- [Verilen metin]:
Ümmeti zayıflatan en büyük tehlikenin tefrika (ayrılık) ve ihtilaf (anlaşmazlık) olduğunu ısrarla dile getirir. Dâhilî çekişmelerin, dışarıdan gelebilecek zararlardan daha tehlikeli olduğunu İşaratü’l-İ’caz adlı eserinde şöyle ifade eder:

“Düşman meçhul olduğu zaman daha zararlı olur. Kandırıcı olursa daha habis olur. Aldatıcı olursa, fesadı daha şedit olur. Dâhilî olursa, zararı daha azim olur. Çünkü dâhili düşman kuvveti dağıtır, cesareti azaltır. Haricî düşman ise, bilakis, asabiyeti (dayanışma) şiddetlendirir, salabeti (manevi kuvvet) arttırır. Nifakın (ikiyüzlü, münafık) cinayeti, İslam üzerine pek büyüktür. Âlem-i İslamı zelzeleye maruz bırakan nifaktır. Bunun içindir ki, Kur’ân-ı Azîmüşşan, ehl-i nifaka fazlaca teşniat (ayıplama) ve takbihatta (kınama) bulunmuştur.” (İşaratü’l-İ’caz, Bakara Suresi, 8. Ayetin Tefsiri, s.103).

Bu sebeple, Risale-i Nur, müminlere müspet hareket etmeyi, yani yapıcı ve birleştirici olmayı öğütler. Başka bir Müslümanın hatasını veya eksikliğini aramak yerine; onun iman kardeşliğini esas almak ve eleştiri yerine ıslah etmeye çalışmak birliğin tesisinde kritik öneme sahiptir.

- [Belirtilen amaç a]: Verilen metne göre dâhilî düşman neden haricî düşmandan daha zararlıdır? Bir ya da iki cümleyle açıklayın.

- [Kayıtlı bilgiler]:
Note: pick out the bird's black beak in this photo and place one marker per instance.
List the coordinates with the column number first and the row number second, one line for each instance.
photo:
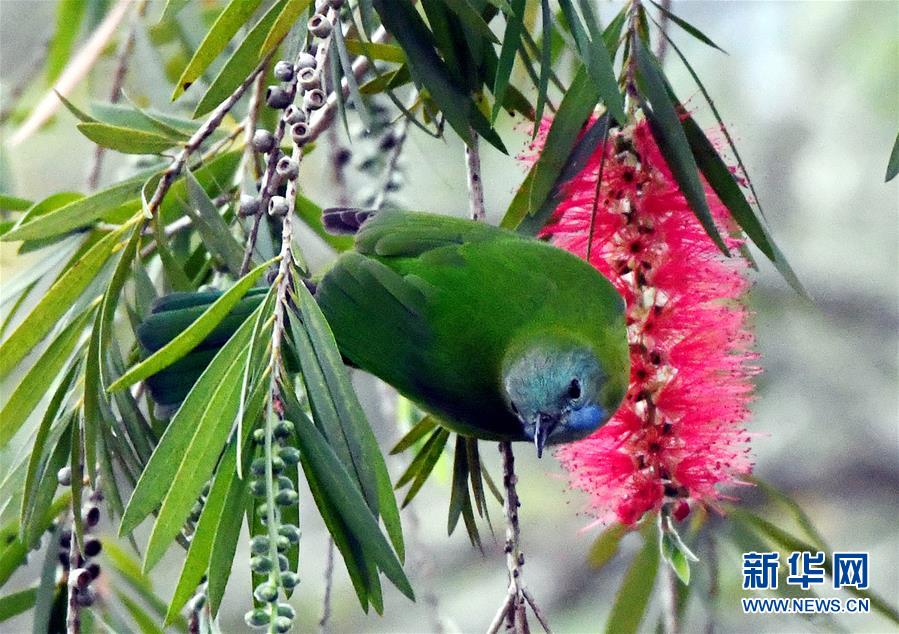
column 542, row 429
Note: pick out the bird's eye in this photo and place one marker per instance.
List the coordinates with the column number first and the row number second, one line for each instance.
column 574, row 389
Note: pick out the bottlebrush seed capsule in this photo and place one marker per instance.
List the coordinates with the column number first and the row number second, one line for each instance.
column 283, row 70
column 64, row 476
column 306, row 60
column 256, row 618
column 81, row 578
column 289, row 455
column 314, row 99
column 277, row 206
column 300, row 133
column 285, row 609
column 92, row 547
column 266, row 592
column 293, row 114
column 290, row 579
column 287, row 168
column 309, row 78
column 259, row 545
column 290, row 531
column 320, row 25
column 277, row 97
column 249, row 206
column 263, row 141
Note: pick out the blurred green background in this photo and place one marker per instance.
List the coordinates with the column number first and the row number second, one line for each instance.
column 811, row 93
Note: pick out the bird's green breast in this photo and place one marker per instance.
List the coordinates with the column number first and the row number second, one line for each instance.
column 438, row 324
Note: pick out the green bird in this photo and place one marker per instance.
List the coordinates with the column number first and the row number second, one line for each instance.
column 499, row 336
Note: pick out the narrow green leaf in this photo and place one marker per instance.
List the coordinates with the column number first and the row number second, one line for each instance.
column 125, row 140
column 668, row 131
column 46, row 591
column 368, row 462
column 78, row 213
column 545, row 60
column 419, row 431
column 632, row 597
column 338, row 529
column 346, row 65
column 471, row 17
column 376, row 50
column 17, row 603
column 14, row 552
column 893, row 165
column 511, row 44
column 233, row 16
column 598, row 62
column 686, row 26
column 459, row 490
column 431, row 454
column 576, row 107
column 30, row 391
column 196, row 464
column 43, row 457
column 193, row 335
column 404, row 22
column 349, row 503
column 56, row 302
column 606, row 545
column 282, row 25
column 196, row 562
column 69, row 17
column 213, row 229
column 160, row 471
column 227, row 533
column 131, row 116
column 241, row 62
column 725, row 185
column 12, row 203
column 144, row 621
column 90, row 405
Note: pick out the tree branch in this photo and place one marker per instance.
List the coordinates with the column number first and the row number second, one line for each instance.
column 115, row 93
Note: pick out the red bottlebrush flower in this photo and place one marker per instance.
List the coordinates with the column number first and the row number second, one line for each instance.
column 679, row 433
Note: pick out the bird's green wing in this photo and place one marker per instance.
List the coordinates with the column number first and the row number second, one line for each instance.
column 432, row 304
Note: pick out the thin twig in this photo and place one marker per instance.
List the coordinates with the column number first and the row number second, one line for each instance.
column 475, row 185
column 170, row 175
column 27, row 75
column 73, row 73
column 325, row 115
column 400, row 134
column 663, row 28
column 323, row 625
column 669, row 592
column 118, row 80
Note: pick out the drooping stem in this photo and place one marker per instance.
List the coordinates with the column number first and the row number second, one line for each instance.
column 663, row 28
column 475, row 186
column 123, row 60
column 173, row 171
column 323, row 622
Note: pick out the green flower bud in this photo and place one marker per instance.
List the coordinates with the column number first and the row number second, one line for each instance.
column 259, row 545
column 289, row 455
column 266, row 592
column 256, row 618
column 260, row 564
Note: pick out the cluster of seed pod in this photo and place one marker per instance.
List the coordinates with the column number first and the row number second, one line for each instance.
column 75, row 559
column 277, row 616
column 303, row 77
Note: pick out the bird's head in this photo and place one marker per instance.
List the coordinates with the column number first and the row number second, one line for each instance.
column 557, row 388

- [Belirtilen amaç b]: Yukarıdaki satırlardan "Note: pick out the bird's green breast" içeren satırdan "column 438, row 324" içeren satıra kadar (bu satır dahil) olan kısmı, istem ve hedef sütunlarından oluşan iki sütunlu bir CSV olarak yeniden düzenleyin. Her istek için bir satır oluşturun; isteğin metnini ve cevabını ayrı ayrı tırnak içindeki birer alana yazın ve satır sonlarını boşluğa çevirin.

- [Doğru çıktı a]: Dâhilî düşman kuvveti dağıttığı ve cesareti azalttığı için daha zararlıdır. Haricî düşman ise bilakis dayanışmayı şiddetlendirir ve manevi kuvveti arttırır.

- [Doğru çıktı b]:
istem,hedef
"Note: pick out the bird's green breast in this photo and place one marker per instance. List the coordinates with the column number first and the row number second, one line for each instance.","column 438, row 324"